Leave out the images; return the rest of the data exactly.

BEGIN INFORMATION SUPPLIED

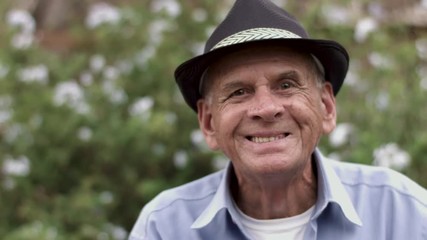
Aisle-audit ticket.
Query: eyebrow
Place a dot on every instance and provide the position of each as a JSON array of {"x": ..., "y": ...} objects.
[{"x": 227, "y": 87}]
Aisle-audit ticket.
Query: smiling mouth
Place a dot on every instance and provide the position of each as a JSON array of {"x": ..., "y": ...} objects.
[{"x": 267, "y": 139}]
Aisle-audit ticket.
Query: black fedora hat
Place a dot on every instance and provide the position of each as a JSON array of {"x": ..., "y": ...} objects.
[{"x": 255, "y": 21}]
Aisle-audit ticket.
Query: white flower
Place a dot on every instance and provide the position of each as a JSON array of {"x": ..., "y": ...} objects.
[
  {"x": 84, "y": 134},
  {"x": 26, "y": 24},
  {"x": 363, "y": 28},
  {"x": 335, "y": 156},
  {"x": 141, "y": 106},
  {"x": 180, "y": 159},
  {"x": 97, "y": 63},
  {"x": 382, "y": 100},
  {"x": 171, "y": 7},
  {"x": 115, "y": 94},
  {"x": 70, "y": 94},
  {"x": 13, "y": 132},
  {"x": 391, "y": 156},
  {"x": 145, "y": 54},
  {"x": 5, "y": 109},
  {"x": 422, "y": 73},
  {"x": 21, "y": 19},
  {"x": 421, "y": 46},
  {"x": 111, "y": 73},
  {"x": 341, "y": 134},
  {"x": 86, "y": 78},
  {"x": 102, "y": 13},
  {"x": 38, "y": 73},
  {"x": 336, "y": 15},
  {"x": 16, "y": 167},
  {"x": 380, "y": 61}
]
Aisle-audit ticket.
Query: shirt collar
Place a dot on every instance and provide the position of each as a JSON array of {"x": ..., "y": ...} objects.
[
  {"x": 330, "y": 190},
  {"x": 221, "y": 200}
]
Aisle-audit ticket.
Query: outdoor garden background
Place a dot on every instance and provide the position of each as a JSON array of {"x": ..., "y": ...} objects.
[{"x": 92, "y": 125}]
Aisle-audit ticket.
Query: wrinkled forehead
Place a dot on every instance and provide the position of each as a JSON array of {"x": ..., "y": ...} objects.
[
  {"x": 260, "y": 53},
  {"x": 253, "y": 54}
]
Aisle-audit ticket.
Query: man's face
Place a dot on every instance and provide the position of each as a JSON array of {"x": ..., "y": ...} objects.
[{"x": 265, "y": 109}]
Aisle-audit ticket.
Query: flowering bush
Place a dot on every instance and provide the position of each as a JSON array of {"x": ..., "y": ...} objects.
[{"x": 90, "y": 134}]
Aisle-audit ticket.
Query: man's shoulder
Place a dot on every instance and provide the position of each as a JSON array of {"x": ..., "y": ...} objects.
[
  {"x": 375, "y": 178},
  {"x": 189, "y": 193},
  {"x": 176, "y": 209}
]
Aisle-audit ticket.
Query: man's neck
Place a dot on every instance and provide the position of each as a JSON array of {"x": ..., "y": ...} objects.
[{"x": 272, "y": 198}]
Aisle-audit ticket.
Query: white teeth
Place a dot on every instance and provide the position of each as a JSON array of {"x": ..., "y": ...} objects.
[{"x": 265, "y": 139}]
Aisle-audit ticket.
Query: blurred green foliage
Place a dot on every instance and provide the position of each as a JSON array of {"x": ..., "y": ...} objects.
[{"x": 91, "y": 133}]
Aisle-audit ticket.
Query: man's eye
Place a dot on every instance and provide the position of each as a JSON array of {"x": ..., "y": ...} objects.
[
  {"x": 285, "y": 85},
  {"x": 238, "y": 92}
]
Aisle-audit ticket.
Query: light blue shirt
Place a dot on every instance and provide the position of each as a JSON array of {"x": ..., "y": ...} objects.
[{"x": 354, "y": 202}]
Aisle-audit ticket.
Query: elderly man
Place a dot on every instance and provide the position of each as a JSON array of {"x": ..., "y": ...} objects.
[{"x": 265, "y": 93}]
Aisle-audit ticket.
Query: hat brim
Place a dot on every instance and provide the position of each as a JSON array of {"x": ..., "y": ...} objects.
[{"x": 332, "y": 55}]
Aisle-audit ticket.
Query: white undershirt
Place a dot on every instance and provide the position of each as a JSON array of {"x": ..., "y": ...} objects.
[{"x": 275, "y": 229}]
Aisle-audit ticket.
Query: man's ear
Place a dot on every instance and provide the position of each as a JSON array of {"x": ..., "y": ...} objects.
[
  {"x": 204, "y": 114},
  {"x": 328, "y": 107}
]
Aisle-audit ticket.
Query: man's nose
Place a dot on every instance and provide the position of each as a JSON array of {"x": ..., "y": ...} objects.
[{"x": 266, "y": 106}]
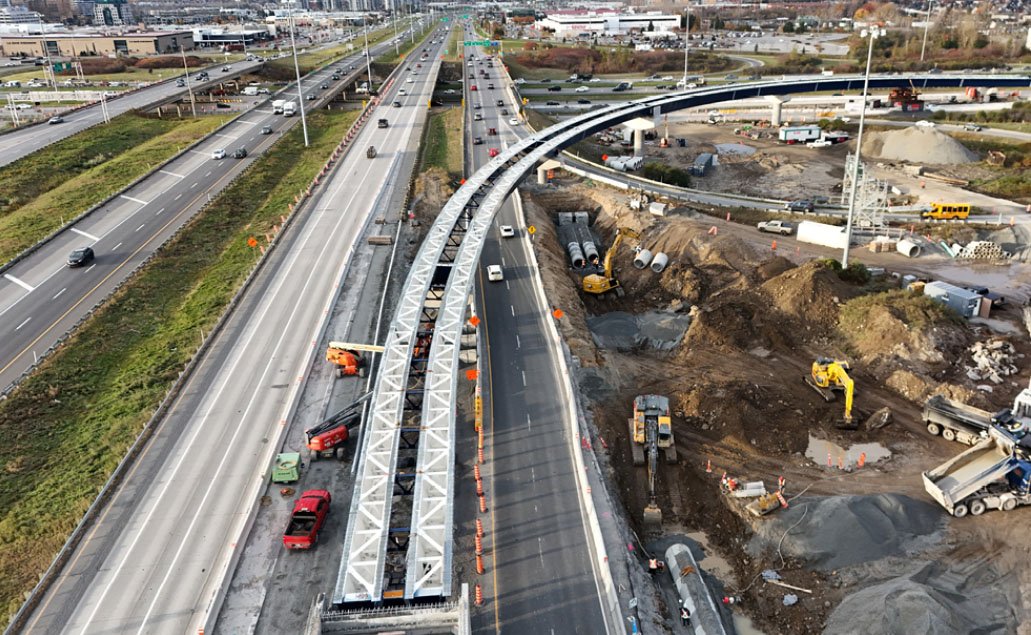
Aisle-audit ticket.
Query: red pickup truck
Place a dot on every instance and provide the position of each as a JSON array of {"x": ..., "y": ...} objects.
[{"x": 309, "y": 513}]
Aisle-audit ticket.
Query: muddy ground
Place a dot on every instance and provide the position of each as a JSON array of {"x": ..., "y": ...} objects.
[{"x": 869, "y": 543}]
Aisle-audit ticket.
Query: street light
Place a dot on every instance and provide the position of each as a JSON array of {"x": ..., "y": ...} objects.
[
  {"x": 927, "y": 25},
  {"x": 297, "y": 70},
  {"x": 873, "y": 34}
]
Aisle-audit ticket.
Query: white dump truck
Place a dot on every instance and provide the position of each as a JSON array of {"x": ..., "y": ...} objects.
[{"x": 993, "y": 474}]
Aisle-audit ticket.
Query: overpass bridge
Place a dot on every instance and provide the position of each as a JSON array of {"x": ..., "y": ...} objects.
[{"x": 398, "y": 541}]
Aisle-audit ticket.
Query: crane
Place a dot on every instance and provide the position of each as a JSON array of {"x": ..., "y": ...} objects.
[
  {"x": 829, "y": 376},
  {"x": 596, "y": 283}
]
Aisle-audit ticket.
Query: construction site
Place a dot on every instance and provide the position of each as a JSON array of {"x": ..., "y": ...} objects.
[{"x": 789, "y": 431}]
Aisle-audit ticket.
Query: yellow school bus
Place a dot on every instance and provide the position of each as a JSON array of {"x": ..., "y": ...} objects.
[{"x": 948, "y": 211}]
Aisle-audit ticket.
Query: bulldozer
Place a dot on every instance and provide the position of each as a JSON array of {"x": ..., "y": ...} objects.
[
  {"x": 652, "y": 430},
  {"x": 830, "y": 376},
  {"x": 600, "y": 283},
  {"x": 348, "y": 358}
]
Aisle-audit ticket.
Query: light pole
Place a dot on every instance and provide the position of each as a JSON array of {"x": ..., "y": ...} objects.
[
  {"x": 927, "y": 25},
  {"x": 193, "y": 102},
  {"x": 872, "y": 34},
  {"x": 297, "y": 71}
]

END INFORMATION SUPPLIED

RESPONSE TO THIS EXERCISE:
Aisle-audit ticket.
Query: eyebrow
Place a dot on every instance and provide the position of each as a JSON array of {"x": ..., "y": ...} objects.
[{"x": 227, "y": 87}]
Aisle-audit ticket.
Query: smiling mouth
Place a dot on every instance and provide the position of each as a JSON array of {"x": ..., "y": ...} objects.
[{"x": 267, "y": 139}]
Aisle-audit ticket.
Query: black fedora hat
Place a dot on every instance and provide the position of each as a JSON array of {"x": ..., "y": ...} objects.
[{"x": 255, "y": 21}]
Aisle-audit ticket.
Query: white flower
Place a dot on every instance and provide the position of each as a JSON array of {"x": ..., "y": ...} objects.
[
  {"x": 84, "y": 134},
  {"x": 26, "y": 24},
  {"x": 363, "y": 28},
  {"x": 335, "y": 156},
  {"x": 141, "y": 106},
  {"x": 180, "y": 159},
  {"x": 97, "y": 63},
  {"x": 382, "y": 100},
  {"x": 171, "y": 7},
  {"x": 115, "y": 94},
  {"x": 70, "y": 94},
  {"x": 13, "y": 132},
  {"x": 391, "y": 156},
  {"x": 145, "y": 54},
  {"x": 5, "y": 109},
  {"x": 422, "y": 73},
  {"x": 21, "y": 19},
  {"x": 421, "y": 46},
  {"x": 111, "y": 73},
  {"x": 341, "y": 134},
  {"x": 86, "y": 78},
  {"x": 102, "y": 13},
  {"x": 38, "y": 73},
  {"x": 336, "y": 15},
  {"x": 16, "y": 167},
  {"x": 380, "y": 61}
]
Aisle-audit ticket.
Query: shirt collar
Place a dot on every instance and provide the position of each as a JSON array of {"x": ..., "y": ...} objects.
[
  {"x": 330, "y": 190},
  {"x": 221, "y": 200}
]
Aisle-audit ticket.
Query: outdoor garden background
Place a dot on every instance and provide the position of each as a JSON array of {"x": ..., "y": ...} objects.
[{"x": 92, "y": 125}]
Aisle-audit ticket.
Query: wrinkled forehead
Place a dot on every instance and provide the position of each as a JSON array of {"x": ..., "y": ...} objects.
[
  {"x": 260, "y": 53},
  {"x": 253, "y": 54}
]
Aisle-audit ticket.
Query: man's face
Place a dot on every instance and provide the position of each as a JSON array of {"x": ..., "y": ...} objects.
[{"x": 265, "y": 109}]
Aisle-audit ticket.
Query: flowering bush
Place a dot on every instance and provide the position of each as a JSON array of {"x": ..., "y": ...} objects.
[{"x": 90, "y": 134}]
Aisle-audit ticket.
Query: man's shoulder
Place a dot on every instance and provide the position of each as a JSON array of {"x": ..., "y": ...} objects.
[
  {"x": 375, "y": 178},
  {"x": 189, "y": 193},
  {"x": 176, "y": 209}
]
Aisle-audit ticket.
Query: man's neck
Place a dot on every instance and provide the position of each as a JSON array of {"x": ..., "y": ...} objects.
[{"x": 272, "y": 198}]
Aisle-audit ticket.
Query: white teeth
Place a dot on every instance and provide the position of each as a JSON array of {"x": ..., "y": ...} objects.
[{"x": 265, "y": 139}]
Aisle-audit ticket.
Query: blurred green foliage
Place a dot on every instance and provide the position of each as a JSON array of {"x": ..., "y": ...} objects.
[{"x": 91, "y": 133}]
Aisle-audit ticket.
Query: man's eye
Place a dot on every instance and provide the position of each as a JSON array of {"x": ..., "y": ...} objects.
[
  {"x": 285, "y": 85},
  {"x": 238, "y": 92}
]
Aisle-audit ticket.
Query: light blue shirt
Place a dot on every instance and provide the position of each as a JSON array of {"x": ..., "y": ...} objects.
[{"x": 354, "y": 202}]
Aisle-audit ticket.
Query: elderly man
Place a dot on every instance and provide the position of each as a JSON array of {"x": ..., "y": ...} objects.
[{"x": 265, "y": 93}]
Aisle-audit ticket.
Query: hat brim
Place a dot on every instance and provide the position of each as a JSON array of {"x": ..., "y": ...} objects.
[{"x": 332, "y": 55}]
Aisle-audit ticket.
Query: white undershirt
Place a dot on every instance and provide the position of each as a JSON array of {"x": ..., "y": ...} objects.
[{"x": 275, "y": 229}]
Aisle-audit ticket.
Query: man's ear
Place a dot on every instance and provide the position of each as a JSON array of {"x": ..., "y": ...} objects.
[
  {"x": 204, "y": 114},
  {"x": 328, "y": 107}
]
Aisle-audit ticket.
Query: man's nose
Place a dot on every instance and provide the position of each as a JSON array of {"x": ..., "y": ...} objects.
[{"x": 266, "y": 106}]
Aisle-audit ticket.
Query: red pickup truck
Place a dot on every instance and provide the position of each as a JSON array of {"x": ..., "y": ...} objects.
[{"x": 309, "y": 513}]
Aisle-audit ticket.
Query: muddy ground
Place a dot on every instance and provide the position of each as a JSON array of {"x": ..., "y": ...} objects.
[{"x": 869, "y": 543}]
Aisle-audit ticket.
Query: street light
Place a dot on every instance and provide the position of each as a JSON array of {"x": ..., "y": ...} objects.
[
  {"x": 927, "y": 25},
  {"x": 297, "y": 70},
  {"x": 873, "y": 34}
]
Aisle-audit ticket.
Query: white dump truck
Place a dot on every instance and provide the position of each as a JSON array of {"x": ..., "y": ...} objects.
[{"x": 993, "y": 474}]
Aisle-audit ticket.
Query: overpass bridge
Place a dot on every instance and provide the position of each as a JSON array of {"x": ..., "y": ...} objects.
[{"x": 398, "y": 541}]
Aisle-audit ticket.
Query: crane
Place a dot on every instance and provide the position of each as a JSON array of {"x": ..., "y": ...} objects.
[
  {"x": 829, "y": 376},
  {"x": 596, "y": 283}
]
Aisle-audit ticket.
Query: construction site
Place a dot on every instance and provide the position of each as a JSON array of {"x": ..., "y": ...} objects.
[{"x": 789, "y": 431}]
Aisle-audit ticket.
Query: yellow school bus
Place a dot on every instance and provide the position of each as a JSON array of {"x": ..., "y": ...} objects.
[{"x": 948, "y": 211}]
Aisle-audit ticket.
Query: bulldozer
Place a dot on every instance and provide the position of each as a JSON array of {"x": ..., "y": ...} objects.
[
  {"x": 652, "y": 430},
  {"x": 830, "y": 376},
  {"x": 600, "y": 283},
  {"x": 348, "y": 358}
]
Aisle-audit ticket.
Query: light pole
Place a dot on every instance and provide the position of each as a JSON array of {"x": ..., "y": ...} objects.
[
  {"x": 927, "y": 25},
  {"x": 193, "y": 102},
  {"x": 872, "y": 34},
  {"x": 297, "y": 71}
]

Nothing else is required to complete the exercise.